- **Task**: Can you copy the entire listing below line for line, without changing a single character?

- **Data section**:
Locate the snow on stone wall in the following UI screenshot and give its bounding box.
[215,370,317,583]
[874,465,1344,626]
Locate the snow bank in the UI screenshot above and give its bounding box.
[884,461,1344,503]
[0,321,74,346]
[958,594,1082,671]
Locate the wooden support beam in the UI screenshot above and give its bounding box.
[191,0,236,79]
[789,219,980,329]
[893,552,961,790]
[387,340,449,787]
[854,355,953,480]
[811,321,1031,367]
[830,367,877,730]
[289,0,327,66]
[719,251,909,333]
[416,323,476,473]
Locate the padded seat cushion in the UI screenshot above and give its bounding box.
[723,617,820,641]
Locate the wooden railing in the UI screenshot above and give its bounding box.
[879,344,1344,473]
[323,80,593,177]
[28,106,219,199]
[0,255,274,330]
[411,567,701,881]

- **Exercise solution**:
Locate the snow on stone wall in the following UI screenshot and give its bounding box.
[215,370,317,583]
[874,465,1344,626]
Locate the snow bank in the UI screenshot above and give its bounding box.
[884,461,1344,503]
[0,321,74,346]
[958,594,1082,671]
Locate the wooden support beam in the UI screenshot above and give its bounding box.
[191,0,236,79]
[789,219,980,329]
[893,552,961,790]
[387,340,449,787]
[854,355,953,480]
[811,321,1031,367]
[830,367,877,730]
[289,0,327,66]
[719,251,909,333]
[416,323,476,473]
Locate the padded seat cushion in the UI screenshot above and give its bounding box.
[723,617,820,641]
Locate the wooden railing in the UI screenshot above and give its bounding box.
[879,344,1344,473]
[323,80,593,177]
[28,106,219,199]
[0,255,274,330]
[411,567,701,881]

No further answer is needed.